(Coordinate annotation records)
※

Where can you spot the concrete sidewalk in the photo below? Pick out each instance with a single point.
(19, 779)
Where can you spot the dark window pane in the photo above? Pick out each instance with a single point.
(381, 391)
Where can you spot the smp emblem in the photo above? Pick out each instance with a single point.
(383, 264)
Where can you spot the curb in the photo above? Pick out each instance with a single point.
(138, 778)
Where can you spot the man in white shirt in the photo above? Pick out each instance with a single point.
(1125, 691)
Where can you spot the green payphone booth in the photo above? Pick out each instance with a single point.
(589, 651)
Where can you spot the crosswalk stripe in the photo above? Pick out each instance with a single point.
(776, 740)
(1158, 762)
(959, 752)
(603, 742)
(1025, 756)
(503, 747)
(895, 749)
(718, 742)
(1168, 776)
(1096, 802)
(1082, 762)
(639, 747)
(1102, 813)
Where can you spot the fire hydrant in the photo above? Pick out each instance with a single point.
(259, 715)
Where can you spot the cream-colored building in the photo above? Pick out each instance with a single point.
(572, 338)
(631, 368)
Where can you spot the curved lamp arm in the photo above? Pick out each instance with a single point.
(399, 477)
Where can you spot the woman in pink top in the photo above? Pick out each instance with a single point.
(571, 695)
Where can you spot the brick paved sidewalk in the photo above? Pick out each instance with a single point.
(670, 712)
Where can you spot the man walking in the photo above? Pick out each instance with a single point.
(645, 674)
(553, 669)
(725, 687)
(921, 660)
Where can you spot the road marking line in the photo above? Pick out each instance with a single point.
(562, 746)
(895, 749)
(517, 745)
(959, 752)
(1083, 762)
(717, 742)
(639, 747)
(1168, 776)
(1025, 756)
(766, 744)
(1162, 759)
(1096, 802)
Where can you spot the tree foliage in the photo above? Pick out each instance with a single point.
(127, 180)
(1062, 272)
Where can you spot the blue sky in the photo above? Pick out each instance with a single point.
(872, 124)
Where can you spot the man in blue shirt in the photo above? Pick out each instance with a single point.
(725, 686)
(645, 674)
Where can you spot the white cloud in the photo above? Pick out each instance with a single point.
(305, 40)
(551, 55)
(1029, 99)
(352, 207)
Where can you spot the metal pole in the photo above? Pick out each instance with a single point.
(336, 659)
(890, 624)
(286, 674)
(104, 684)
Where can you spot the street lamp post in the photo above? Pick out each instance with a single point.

※

## YOUR OBJECTIVE
Copy out all of the data above verbatim, from the first line to the last.

## RESPONSE TO THE TASK
Where can you spot the concrete sidewalk in the photo below? Pick out each instance with a single point.
(19, 779)
Where can you spot the dark window pane in the photo above? Pick out each instance with a single point.
(381, 391)
Where can you spot the smp emblem in the photo above? Pick out each instance with a single point.
(383, 264)
Where can you spot the curb in the photo above? Pick out each instance with a single point.
(138, 778)
Where can you spot the man in white shirt in the photo above? Pick out each instance with a single point.
(1125, 691)
Where can you spot the green payphone booth in the photo above? Pick out each instance with a single point.
(589, 651)
Where can you spot the crosswalk stripe in the photo above? Pick out each instance with a single point.
(776, 740)
(1158, 762)
(959, 752)
(603, 742)
(1025, 756)
(503, 747)
(895, 749)
(718, 742)
(1168, 776)
(1096, 802)
(1082, 762)
(639, 747)
(1102, 813)
Where can you spot the fire hydrant in the photo above? Pick out each instance with a single point.
(259, 715)
Where can you spot the cream-colored building in the photo above? Pick out each instance with a single point.
(572, 338)
(631, 368)
Where can you spot the curved lamp arm in the photo above? Pick out each instance with a single point.
(399, 477)
Where can you spot the woman in pink top in the photo above? Pick out each instance with a single point.
(571, 695)
Where can you spot the brick paved sidewalk in the photo above? Pick out each instance with a single point.
(670, 712)
Where can you spot the man walking in the photo above? Pick out each instance with a single point.
(645, 674)
(553, 669)
(725, 687)
(921, 660)
Where can you spot the road marking line in the photo above? Pick out each instance with a single point.
(562, 746)
(895, 749)
(517, 745)
(959, 752)
(1083, 762)
(717, 742)
(639, 747)
(1168, 776)
(1025, 756)
(766, 744)
(1162, 759)
(1096, 802)
Where can you spot the tree foliage in the photo above? Pick out each instance with a single point.
(127, 180)
(1062, 272)
Where can you spot the blue sky in the photo above? Pick out each instance with a single point.
(872, 124)
Where can you spot the man in blue shirt in the photo above? Pick out each instance with a single point.
(725, 686)
(645, 674)
Where can you spot the white cloud in the photo above? Pick out each instance with a single point.
(305, 40)
(551, 55)
(1029, 99)
(352, 207)
Where can you spot the metal pole in the photo above? Pick out each instance with a single point.
(336, 659)
(890, 624)
(286, 674)
(104, 684)
Where can you spot the street lamp post in the photo above? Pick out each instance with a single point.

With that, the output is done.